[GOAL]
Rewrite the material below as a numbered list, skipping any blank lines. Leave the pictures out.

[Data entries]
============================================================

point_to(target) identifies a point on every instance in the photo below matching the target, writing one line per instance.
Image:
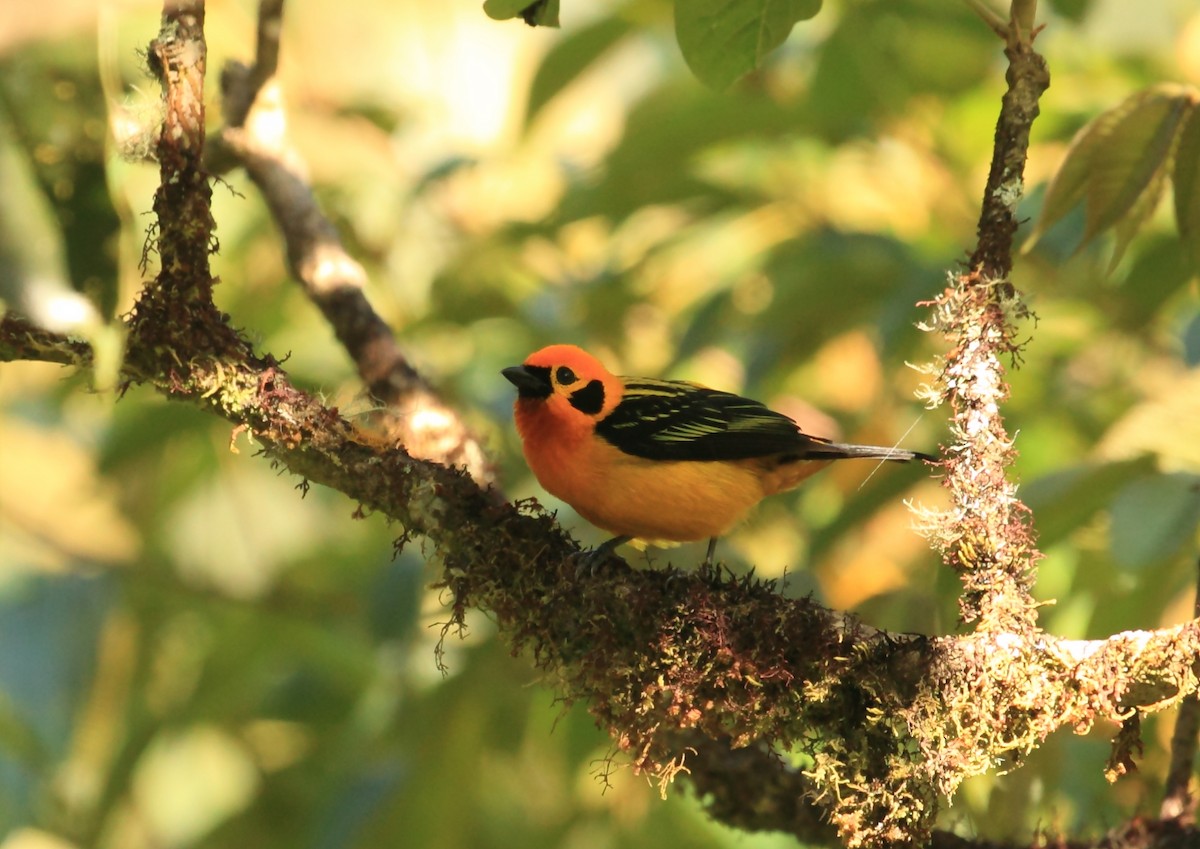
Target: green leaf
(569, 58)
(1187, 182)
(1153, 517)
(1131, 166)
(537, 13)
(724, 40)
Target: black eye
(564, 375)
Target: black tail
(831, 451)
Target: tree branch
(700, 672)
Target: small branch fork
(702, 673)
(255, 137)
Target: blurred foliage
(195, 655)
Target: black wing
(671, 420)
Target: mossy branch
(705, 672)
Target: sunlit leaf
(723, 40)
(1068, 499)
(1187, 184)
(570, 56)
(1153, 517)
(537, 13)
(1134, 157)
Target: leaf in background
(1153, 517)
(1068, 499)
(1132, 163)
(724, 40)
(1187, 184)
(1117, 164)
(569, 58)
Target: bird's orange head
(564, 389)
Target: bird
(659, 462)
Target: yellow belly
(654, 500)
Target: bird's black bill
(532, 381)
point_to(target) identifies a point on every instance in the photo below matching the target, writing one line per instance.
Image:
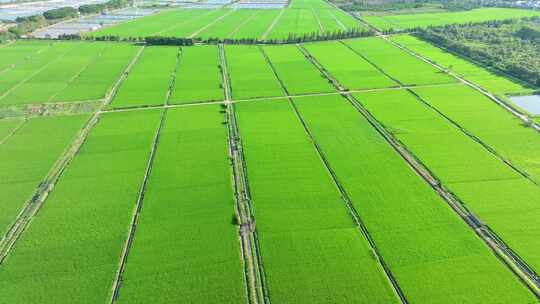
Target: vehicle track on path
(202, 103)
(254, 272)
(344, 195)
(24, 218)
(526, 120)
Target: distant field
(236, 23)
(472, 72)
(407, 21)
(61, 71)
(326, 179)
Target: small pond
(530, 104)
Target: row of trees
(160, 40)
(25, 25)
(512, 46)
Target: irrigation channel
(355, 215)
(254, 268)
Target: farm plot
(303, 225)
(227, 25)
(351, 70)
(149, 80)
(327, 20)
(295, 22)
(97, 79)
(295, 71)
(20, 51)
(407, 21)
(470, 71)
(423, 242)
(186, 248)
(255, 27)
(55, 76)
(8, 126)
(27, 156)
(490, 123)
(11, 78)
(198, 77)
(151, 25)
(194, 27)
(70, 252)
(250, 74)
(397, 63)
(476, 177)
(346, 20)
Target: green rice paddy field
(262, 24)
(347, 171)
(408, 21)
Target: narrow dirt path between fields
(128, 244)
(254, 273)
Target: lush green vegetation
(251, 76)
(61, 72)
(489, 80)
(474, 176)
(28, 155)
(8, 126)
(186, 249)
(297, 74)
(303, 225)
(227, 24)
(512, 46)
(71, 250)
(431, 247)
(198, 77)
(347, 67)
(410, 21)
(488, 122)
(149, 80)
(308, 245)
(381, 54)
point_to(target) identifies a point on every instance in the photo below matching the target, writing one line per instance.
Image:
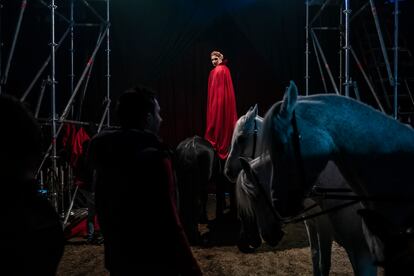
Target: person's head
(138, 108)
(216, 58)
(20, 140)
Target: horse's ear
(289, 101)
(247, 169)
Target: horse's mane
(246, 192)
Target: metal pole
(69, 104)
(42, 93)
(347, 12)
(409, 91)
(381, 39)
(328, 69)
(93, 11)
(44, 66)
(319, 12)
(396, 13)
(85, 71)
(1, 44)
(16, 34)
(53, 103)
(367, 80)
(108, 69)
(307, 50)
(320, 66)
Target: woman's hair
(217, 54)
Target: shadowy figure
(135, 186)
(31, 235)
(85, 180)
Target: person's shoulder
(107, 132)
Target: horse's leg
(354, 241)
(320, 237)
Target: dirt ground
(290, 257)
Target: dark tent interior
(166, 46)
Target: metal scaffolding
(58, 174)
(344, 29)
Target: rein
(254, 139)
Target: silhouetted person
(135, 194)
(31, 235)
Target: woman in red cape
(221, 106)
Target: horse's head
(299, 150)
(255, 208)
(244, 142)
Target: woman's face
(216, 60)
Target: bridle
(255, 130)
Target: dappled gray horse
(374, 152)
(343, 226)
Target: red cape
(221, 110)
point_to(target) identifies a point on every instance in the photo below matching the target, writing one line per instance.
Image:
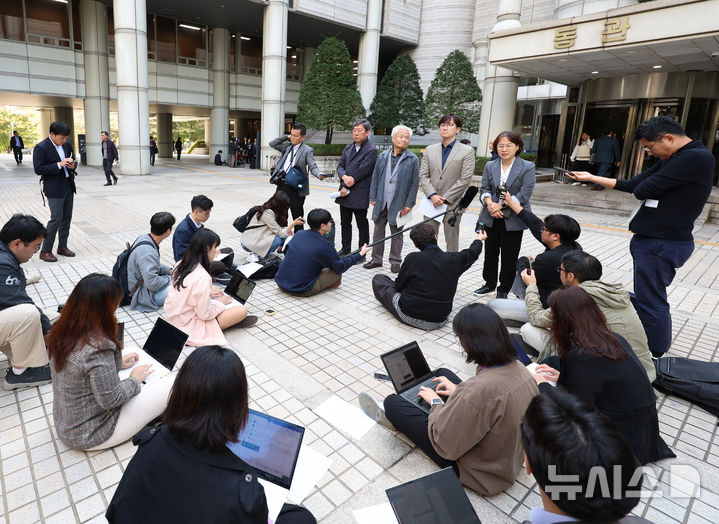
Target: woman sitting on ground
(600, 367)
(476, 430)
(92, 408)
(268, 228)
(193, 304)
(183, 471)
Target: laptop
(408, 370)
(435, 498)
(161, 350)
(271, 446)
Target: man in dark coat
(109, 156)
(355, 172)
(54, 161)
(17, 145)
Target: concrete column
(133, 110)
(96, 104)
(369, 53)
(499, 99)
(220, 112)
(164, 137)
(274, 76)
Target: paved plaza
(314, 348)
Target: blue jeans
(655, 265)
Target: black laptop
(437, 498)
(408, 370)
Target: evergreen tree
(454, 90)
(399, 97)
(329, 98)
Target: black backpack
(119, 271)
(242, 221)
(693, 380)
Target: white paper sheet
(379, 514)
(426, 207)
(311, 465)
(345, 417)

============================================================

[REPLY TO THE TASK]
1. point_to(target) identifies a point on every instance in the photo below matching the target, writing one line per instance.
2. Image:
3. Target: green leaf
4. (569, 58)
5. (1187, 182)
6. (1153, 517)
7. (1131, 166)
8. (537, 13)
9. (724, 40)
10. Target: black eye
11. (564, 375)
12. Target: black tail
13. (831, 451)
14. Target: tree branch
15. (700, 672)
16. Target: small branch fork
17. (702, 673)
18. (255, 137)
19. Target: blurred foliage
20. (195, 655)
21. Target: black wing
22. (671, 420)
23. Target: mossy branch
24. (705, 672)
25. Target: sunlit leaf
26. (723, 40)
27. (1068, 499)
28. (1187, 184)
29. (570, 56)
30. (1153, 517)
31. (537, 13)
32. (1134, 157)
33. Target: leaf in background
34. (1153, 517)
35. (1068, 499)
36. (1132, 163)
37. (724, 40)
38. (1187, 184)
39. (1117, 164)
40. (569, 58)
41. Target: bird's orange head
42. (564, 389)
43. Target: bird
44. (659, 462)
45. Target: yellow belly
46. (654, 500)
47. Target: bird's black bill
48. (532, 381)
49. point_to(target) identifies a point on every instance in the photo below matching the target, writing one line per instance.
50. Image:
51. Target: vehicle track on path
52. (202, 103)
53. (254, 272)
54. (344, 195)
55. (24, 218)
56. (526, 120)
57. Target: distant field
58. (236, 23)
59. (472, 72)
60. (407, 21)
61. (61, 71)
62. (326, 179)
63. Target: small pond
64. (530, 104)
65. Target: row of trees
66. (160, 40)
67. (25, 25)
68. (512, 46)
69. Target: irrigation channel
70. (355, 215)
71. (254, 268)
72. Target: farm plot
73. (303, 225)
74. (227, 25)
75. (351, 70)
76. (149, 80)
77. (327, 20)
78. (295, 22)
79. (97, 79)
80. (295, 71)
81. (20, 51)
82. (407, 21)
83. (470, 71)
84. (423, 242)
85. (186, 248)
86. (255, 27)
87. (55, 76)
88. (8, 126)
89. (27, 156)
90. (490, 123)
91. (11, 78)
92. (198, 77)
93. (151, 25)
94. (194, 27)
95. (70, 252)
96. (250, 74)
97. (397, 63)
98. (476, 177)
99. (346, 20)
100. Target: green rice paddy field
101. (262, 24)
102. (347, 171)
103. (408, 21)
104. Target: narrow dirt path between fields
105. (128, 244)
106. (254, 273)
107. Target: lush green vegetation
108. (251, 76)
109. (61, 72)
110. (489, 80)
111. (474, 176)
112. (28, 155)
113. (8, 126)
114. (186, 249)
115. (297, 74)
116. (303, 225)
117. (227, 24)
118. (512, 46)
119. (71, 250)
120. (431, 247)
121. (198, 77)
122. (347, 67)
123. (410, 21)
124. (488, 122)
125. (149, 80)
126. (308, 245)
127. (381, 54)
128. point_to(target) identifies a point on every instance in the photo below matching the target, writing one line per instance.
129. Image:
130. Target: person's head
131. (138, 108)
132. (216, 58)
133. (20, 140)
134. Target: horse's ear
135. (289, 101)
136. (247, 169)
137. Target: horse's mane
138. (246, 192)
139. Target: metal pole
140. (69, 104)
141. (42, 93)
142. (347, 12)
143. (409, 91)
144. (381, 39)
145. (328, 69)
146. (93, 11)
147. (44, 66)
148. (319, 12)
149. (396, 13)
150. (85, 71)
151. (1, 44)
152. (16, 34)
153. (53, 103)
154. (367, 80)
155. (108, 69)
156. (307, 50)
157. (320, 66)
158. Target: woman's hair
159. (217, 54)
160. Target: shadowy figure
161. (135, 186)
162. (31, 235)
163. (85, 180)
164. Target: person's shoulder
165. (107, 132)
166. Target: horse's leg
167. (354, 241)
168. (320, 237)
169. Target: dirt ground
170. (290, 257)
171. Target: dark tent interior
172. (166, 46)
173. Target: metal scaffolding
174. (58, 174)
175. (344, 29)
176. Target: rein
177. (254, 139)
178. Target: silhouetted person
179. (135, 194)
180. (31, 235)
181. Target: woman in red cape
182. (221, 106)
183. Target: horse's head
184. (299, 150)
185. (255, 208)
186. (244, 142)
187. Target: woman's face
188. (216, 60)
189. Target: bridle
190. (255, 130)
191. Target: dappled gray horse
192. (374, 152)
193. (343, 226)
194. Target: red cape
195. (221, 110)
196. point_to(target) identifies a point on every instance in the photo below matching the target, writing one line per instance.
197. Image:
198. Target: woman sitting on ground
199. (600, 367)
200. (476, 430)
201. (92, 408)
202. (268, 228)
203. (193, 304)
204. (183, 471)
205. Target: laptop
206. (408, 370)
207. (435, 498)
208. (161, 350)
209. (271, 446)
210. Target: man in dark coat
211. (109, 156)
212. (355, 172)
213. (54, 161)
214. (17, 145)
215. Target: concrete column
216. (133, 110)
217. (96, 104)
218. (369, 53)
219. (499, 99)
220. (220, 112)
221. (164, 137)
222. (274, 76)
223. Target: paved plaza
224. (314, 348)
225. Target: blue jeans
226. (655, 265)
227. Target: black laptop
228. (437, 498)
229. (408, 370)
230. Target: evergreen tree
231. (454, 90)
232. (399, 97)
233. (329, 98)
234. Target: black backpack
235. (119, 271)
236. (242, 221)
237. (693, 380)
238. Target: white paper sheet
239. (379, 514)
240. (426, 207)
241. (311, 465)
242. (345, 417)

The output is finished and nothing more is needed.